───── THE RECORDS
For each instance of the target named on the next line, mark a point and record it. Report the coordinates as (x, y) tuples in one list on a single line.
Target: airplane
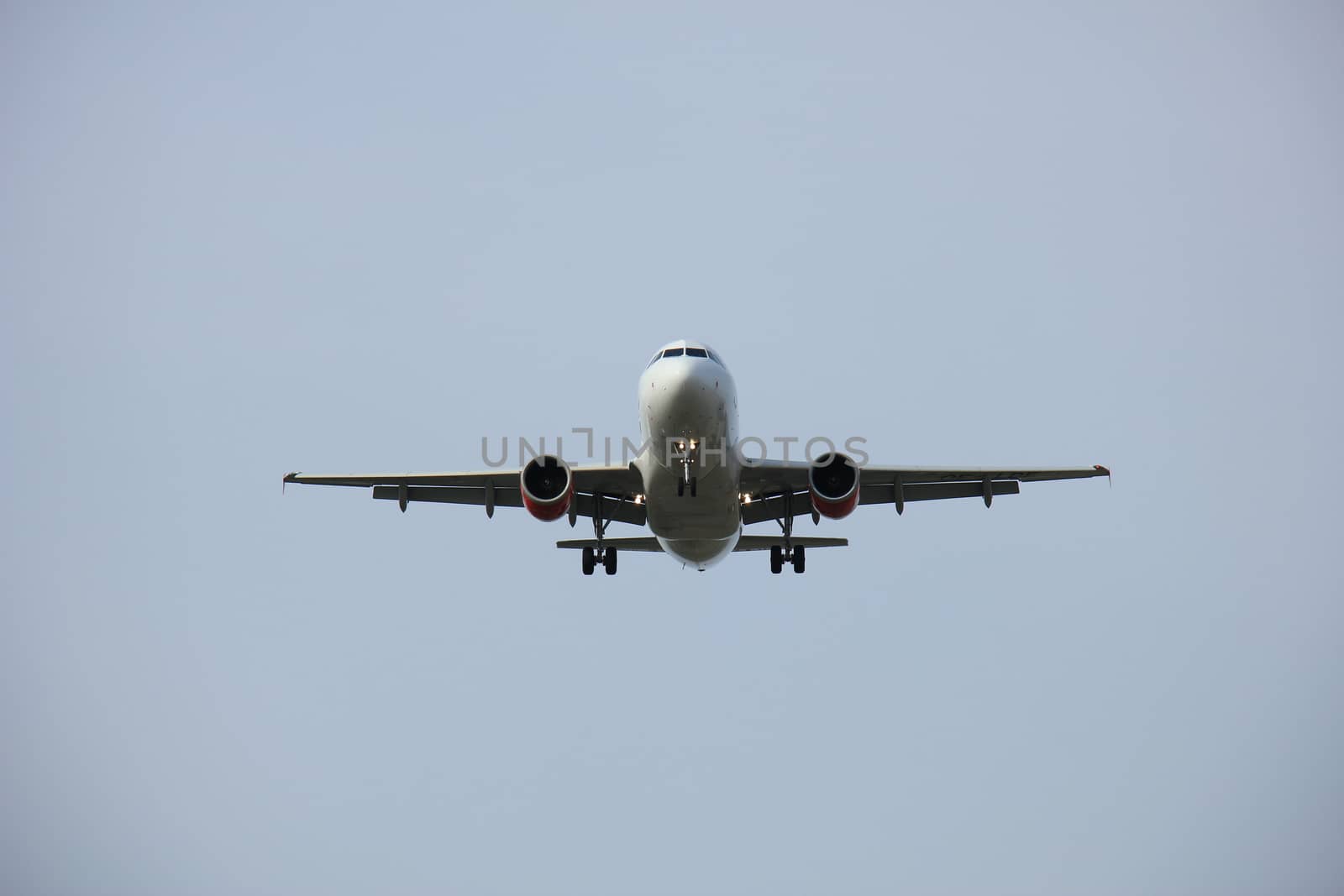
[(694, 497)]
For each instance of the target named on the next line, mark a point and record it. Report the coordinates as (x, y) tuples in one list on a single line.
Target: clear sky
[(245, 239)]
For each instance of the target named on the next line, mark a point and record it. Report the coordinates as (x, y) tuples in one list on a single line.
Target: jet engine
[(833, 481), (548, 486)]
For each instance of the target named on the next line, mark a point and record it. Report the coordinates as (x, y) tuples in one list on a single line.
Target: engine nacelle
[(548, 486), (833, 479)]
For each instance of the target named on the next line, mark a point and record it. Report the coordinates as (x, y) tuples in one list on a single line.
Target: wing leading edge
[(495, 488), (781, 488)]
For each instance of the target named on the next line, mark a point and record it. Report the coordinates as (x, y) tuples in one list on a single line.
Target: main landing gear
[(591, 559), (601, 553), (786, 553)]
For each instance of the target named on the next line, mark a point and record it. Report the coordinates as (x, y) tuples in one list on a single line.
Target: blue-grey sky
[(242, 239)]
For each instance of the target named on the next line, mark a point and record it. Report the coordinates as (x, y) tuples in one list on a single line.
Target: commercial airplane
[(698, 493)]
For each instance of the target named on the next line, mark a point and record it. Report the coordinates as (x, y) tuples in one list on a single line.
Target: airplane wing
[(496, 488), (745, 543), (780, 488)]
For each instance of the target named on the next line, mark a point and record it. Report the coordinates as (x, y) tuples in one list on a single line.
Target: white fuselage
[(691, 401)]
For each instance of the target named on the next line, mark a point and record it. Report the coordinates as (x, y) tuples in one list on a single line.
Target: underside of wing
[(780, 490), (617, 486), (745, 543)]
──────────
▸ REQUIREMENTS: Reproduce all of the material with "mark a point" swapped for "place a marker" and everything else left unchanged. Leave the pictures out.

▸ SOLUTION TO THIS EXERCISE:
For each instance of the target named on the next line, place a marker and record it. Report the coordinates as (x, y) tuples in one list on a single line.
Target: airplane
[(694, 497)]
For each instance of the target named on the next line, place a marker and record it. Report the coordinates as (x, y) tuples in one list on a single line.
Target: clear sky
[(245, 239)]
For each instance of the target named on the next line, place a marker and record it. Report the coordinates as (x, y) tuples in one list on a single line.
Target: jet engine
[(833, 481), (548, 486)]
For each instance of the target named on the next line, place a marker and record it. Report the coordinates as (x, y) tuples in one list on a single line.
Target: engine nacelle
[(548, 486), (833, 479)]
For each instance of the target named on the next line, place a marker and record it. Report the coordinates as (x, y) tuples in one list on a single line.
Target: wing leading edge
[(495, 488), (781, 488)]
For each instance of the target named on the next line, place a marker and record it. Report the coordinates as (x, y) tuples in one list on a single line.
Target: main landing gear
[(591, 559), (601, 553), (786, 553)]
For each instance of the target named on the next line, place a marker and record it. Report the coordinates as (x, y) tuples in one list on a single line.
Target: blue-grey sky
[(242, 239)]
For each instance of the target named on the next line, place a marker and record it. Report the coordinates as (x, y) tuples in one list on a single line.
Target: commercial airplane
[(698, 493)]
For each instance of the target named on the next line, place a marker and record it. Report the coordinates as (x, y) tuples in one list on a single line.
Target: airplane wing
[(496, 488), (745, 543), (780, 488)]
For each instance of the target named on the next line, place a marker and record it. Report the coordinates as (x, y) tuples in one list on a single line.
Target: white fuselage
[(691, 401)]
For each instance of the target named on the next line, place a marker and record it. Report the coordinates as (x, y) tuples in one list on a single line.
Target: underside of wing
[(780, 490), (617, 486), (745, 543)]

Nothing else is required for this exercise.